WHAT TO WORK ON
Pull out every line in the records below that contains the string "pixel", and copy each of those lines in full. Case counts, so only match that exact capitalization.

· · · · ·

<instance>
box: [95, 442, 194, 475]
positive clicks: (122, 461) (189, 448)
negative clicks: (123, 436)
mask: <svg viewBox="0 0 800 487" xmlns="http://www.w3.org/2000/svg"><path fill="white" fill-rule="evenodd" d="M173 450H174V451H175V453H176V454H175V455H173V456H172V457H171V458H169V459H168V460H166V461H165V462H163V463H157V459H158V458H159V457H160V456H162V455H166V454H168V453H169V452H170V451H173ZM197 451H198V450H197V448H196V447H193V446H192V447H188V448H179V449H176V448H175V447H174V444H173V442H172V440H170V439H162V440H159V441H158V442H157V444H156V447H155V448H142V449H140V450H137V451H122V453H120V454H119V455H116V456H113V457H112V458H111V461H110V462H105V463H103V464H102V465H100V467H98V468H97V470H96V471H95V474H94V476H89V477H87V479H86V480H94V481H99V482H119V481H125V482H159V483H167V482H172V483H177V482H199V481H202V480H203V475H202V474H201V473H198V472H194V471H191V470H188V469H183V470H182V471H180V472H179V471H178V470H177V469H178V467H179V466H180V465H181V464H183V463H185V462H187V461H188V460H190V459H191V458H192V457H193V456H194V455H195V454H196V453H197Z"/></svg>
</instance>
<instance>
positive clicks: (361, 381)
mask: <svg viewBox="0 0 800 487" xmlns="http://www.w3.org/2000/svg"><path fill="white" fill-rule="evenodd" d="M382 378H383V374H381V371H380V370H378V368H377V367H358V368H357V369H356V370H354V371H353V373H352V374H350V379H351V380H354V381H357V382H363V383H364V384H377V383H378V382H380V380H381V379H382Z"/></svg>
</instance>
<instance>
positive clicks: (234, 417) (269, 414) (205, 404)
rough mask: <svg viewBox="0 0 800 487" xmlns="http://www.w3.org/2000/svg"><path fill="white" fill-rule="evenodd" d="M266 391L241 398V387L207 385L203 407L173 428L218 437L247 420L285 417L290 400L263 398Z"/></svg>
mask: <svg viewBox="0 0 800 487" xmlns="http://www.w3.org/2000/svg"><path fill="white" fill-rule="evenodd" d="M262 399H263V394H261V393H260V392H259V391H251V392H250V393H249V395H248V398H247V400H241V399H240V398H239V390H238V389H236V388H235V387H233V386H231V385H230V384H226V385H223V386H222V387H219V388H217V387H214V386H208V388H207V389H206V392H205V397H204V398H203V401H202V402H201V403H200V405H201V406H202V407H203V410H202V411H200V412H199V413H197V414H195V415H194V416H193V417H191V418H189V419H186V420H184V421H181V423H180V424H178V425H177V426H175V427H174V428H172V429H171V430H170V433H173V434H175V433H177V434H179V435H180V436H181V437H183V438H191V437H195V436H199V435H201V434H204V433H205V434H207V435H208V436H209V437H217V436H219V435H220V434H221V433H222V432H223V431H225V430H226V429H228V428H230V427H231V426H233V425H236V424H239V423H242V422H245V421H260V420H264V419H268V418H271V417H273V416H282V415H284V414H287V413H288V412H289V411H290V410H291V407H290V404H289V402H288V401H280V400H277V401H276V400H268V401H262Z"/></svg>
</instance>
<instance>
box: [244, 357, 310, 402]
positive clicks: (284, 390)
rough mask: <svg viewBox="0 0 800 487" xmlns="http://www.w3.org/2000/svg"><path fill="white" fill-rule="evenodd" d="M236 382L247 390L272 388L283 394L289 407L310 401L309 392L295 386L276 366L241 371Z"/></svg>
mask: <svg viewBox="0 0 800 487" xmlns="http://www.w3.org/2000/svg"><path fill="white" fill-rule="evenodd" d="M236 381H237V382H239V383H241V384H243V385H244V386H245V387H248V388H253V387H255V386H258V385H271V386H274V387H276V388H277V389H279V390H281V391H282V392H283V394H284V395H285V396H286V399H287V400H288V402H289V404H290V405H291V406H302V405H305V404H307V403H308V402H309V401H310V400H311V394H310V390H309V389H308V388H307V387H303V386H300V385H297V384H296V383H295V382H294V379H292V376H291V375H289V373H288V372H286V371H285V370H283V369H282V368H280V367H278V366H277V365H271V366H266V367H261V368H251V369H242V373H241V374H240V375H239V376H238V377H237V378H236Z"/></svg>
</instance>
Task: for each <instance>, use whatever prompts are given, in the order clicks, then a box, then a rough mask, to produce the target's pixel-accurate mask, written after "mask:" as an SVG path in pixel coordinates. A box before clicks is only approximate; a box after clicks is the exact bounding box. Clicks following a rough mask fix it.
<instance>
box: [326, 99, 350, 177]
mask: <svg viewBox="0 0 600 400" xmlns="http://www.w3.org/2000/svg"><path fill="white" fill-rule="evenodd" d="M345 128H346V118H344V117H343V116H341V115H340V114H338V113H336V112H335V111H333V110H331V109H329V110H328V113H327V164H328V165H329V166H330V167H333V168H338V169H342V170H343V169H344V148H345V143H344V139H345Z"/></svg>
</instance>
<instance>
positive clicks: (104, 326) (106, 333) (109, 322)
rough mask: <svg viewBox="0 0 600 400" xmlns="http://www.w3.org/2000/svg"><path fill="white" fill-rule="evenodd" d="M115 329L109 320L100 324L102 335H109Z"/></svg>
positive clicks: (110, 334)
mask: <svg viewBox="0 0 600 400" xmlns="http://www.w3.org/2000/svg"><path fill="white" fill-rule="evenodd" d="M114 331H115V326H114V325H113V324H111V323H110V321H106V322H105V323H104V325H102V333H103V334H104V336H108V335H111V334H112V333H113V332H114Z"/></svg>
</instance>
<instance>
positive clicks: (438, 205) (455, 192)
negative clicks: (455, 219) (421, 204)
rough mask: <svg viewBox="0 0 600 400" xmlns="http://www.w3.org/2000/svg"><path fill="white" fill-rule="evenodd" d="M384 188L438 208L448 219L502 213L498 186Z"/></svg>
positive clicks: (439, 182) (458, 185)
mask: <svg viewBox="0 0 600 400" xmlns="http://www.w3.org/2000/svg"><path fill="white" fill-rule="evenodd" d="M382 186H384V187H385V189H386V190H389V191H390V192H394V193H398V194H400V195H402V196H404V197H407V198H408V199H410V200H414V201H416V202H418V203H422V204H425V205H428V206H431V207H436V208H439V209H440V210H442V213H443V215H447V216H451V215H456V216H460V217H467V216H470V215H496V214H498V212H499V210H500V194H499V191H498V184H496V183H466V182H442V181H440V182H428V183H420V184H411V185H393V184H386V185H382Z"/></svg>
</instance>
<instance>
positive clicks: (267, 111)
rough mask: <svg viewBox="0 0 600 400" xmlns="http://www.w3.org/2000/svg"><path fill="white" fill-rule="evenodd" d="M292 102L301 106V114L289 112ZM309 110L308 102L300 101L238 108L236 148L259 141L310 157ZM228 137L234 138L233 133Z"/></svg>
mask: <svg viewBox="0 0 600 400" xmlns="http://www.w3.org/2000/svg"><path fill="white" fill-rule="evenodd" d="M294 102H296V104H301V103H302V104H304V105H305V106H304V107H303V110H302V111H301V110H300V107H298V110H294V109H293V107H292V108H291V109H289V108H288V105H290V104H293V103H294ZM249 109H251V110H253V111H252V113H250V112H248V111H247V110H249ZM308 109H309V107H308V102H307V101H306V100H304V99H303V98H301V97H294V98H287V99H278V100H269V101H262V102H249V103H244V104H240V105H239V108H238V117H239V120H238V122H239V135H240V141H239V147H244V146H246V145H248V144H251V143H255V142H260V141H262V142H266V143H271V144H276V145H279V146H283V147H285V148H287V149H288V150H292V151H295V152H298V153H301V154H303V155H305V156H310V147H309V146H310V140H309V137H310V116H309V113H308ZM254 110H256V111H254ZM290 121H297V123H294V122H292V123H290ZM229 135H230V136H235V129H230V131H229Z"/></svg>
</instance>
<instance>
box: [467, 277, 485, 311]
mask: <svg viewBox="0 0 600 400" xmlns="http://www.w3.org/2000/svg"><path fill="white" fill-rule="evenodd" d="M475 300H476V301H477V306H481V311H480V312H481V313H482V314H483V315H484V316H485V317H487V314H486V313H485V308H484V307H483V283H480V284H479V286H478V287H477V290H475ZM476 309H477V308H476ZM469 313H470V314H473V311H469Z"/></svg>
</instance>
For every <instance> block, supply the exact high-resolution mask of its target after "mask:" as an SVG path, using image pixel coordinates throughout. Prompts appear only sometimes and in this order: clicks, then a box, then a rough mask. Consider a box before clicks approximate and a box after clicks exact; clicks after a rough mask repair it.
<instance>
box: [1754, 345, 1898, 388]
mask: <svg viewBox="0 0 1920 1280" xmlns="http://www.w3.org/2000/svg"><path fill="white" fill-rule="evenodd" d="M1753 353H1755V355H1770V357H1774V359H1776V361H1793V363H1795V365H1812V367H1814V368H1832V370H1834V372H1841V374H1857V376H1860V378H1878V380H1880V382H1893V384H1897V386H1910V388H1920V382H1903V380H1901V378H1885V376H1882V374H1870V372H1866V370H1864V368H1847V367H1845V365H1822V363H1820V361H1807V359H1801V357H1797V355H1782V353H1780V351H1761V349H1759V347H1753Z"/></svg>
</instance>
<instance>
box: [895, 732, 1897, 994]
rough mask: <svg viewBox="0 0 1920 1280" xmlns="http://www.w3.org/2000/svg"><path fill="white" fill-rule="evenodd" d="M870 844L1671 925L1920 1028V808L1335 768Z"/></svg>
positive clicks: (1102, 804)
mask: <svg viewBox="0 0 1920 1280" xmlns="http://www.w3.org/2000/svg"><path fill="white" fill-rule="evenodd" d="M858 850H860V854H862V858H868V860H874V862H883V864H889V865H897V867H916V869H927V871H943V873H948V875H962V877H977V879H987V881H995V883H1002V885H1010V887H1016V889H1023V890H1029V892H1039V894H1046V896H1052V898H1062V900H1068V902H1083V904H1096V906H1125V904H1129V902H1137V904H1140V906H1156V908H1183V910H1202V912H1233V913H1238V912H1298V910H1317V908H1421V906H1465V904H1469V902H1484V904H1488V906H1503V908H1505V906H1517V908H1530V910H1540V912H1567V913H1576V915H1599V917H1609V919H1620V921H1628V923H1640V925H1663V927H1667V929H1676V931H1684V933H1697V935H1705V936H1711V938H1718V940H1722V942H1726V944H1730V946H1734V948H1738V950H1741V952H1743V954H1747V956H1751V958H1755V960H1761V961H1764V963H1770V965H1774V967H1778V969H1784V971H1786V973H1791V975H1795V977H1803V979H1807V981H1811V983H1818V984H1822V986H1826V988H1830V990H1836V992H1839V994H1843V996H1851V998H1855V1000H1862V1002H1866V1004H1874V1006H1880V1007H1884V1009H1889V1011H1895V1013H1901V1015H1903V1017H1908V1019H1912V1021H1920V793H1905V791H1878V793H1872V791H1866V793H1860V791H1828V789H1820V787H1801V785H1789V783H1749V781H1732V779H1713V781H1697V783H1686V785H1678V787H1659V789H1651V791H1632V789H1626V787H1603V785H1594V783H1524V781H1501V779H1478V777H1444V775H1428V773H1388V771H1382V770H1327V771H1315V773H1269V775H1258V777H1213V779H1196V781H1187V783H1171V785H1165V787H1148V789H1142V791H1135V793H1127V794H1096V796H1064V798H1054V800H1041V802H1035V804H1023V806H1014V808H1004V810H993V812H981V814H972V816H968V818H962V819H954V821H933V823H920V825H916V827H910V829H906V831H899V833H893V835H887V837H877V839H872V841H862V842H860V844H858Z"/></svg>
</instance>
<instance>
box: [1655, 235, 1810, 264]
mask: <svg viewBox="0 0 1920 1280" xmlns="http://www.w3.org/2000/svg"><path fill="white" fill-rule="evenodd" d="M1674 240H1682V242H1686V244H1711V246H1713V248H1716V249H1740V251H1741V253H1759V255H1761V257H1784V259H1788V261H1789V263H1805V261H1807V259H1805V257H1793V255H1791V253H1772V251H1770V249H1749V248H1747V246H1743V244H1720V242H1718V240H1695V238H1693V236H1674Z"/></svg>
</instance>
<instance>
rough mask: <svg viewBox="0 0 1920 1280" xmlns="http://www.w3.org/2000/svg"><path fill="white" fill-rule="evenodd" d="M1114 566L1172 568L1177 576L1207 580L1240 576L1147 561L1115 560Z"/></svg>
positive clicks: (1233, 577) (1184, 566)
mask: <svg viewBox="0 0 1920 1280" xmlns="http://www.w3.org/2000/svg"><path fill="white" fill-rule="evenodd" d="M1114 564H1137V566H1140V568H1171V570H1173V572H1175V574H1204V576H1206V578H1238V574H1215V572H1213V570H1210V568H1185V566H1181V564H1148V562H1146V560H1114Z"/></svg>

· · · · ·

EXPECTED ANSWER
Task: for each <instance>, use whatever prompts are given, in the order clicks, then a box, then a rough mask, to produce the target's pixel-accurate mask, written after "mask:" as an SVG path in pixel coordinates. A box before clicks is only approximate; a box after clicks is the exact bounding box. Clicks following a rough mask fix it.
For every <instance> block, supply the exact high-resolution mask of its target after "mask:" as an SVG path, using image pixel coordinates throughout. Prompts appear only sometimes and in this order: clicks, then a box, then a rough mask. Consider a box before clicks approximate and a box after clicks exact; clicks after a rough mask repair it.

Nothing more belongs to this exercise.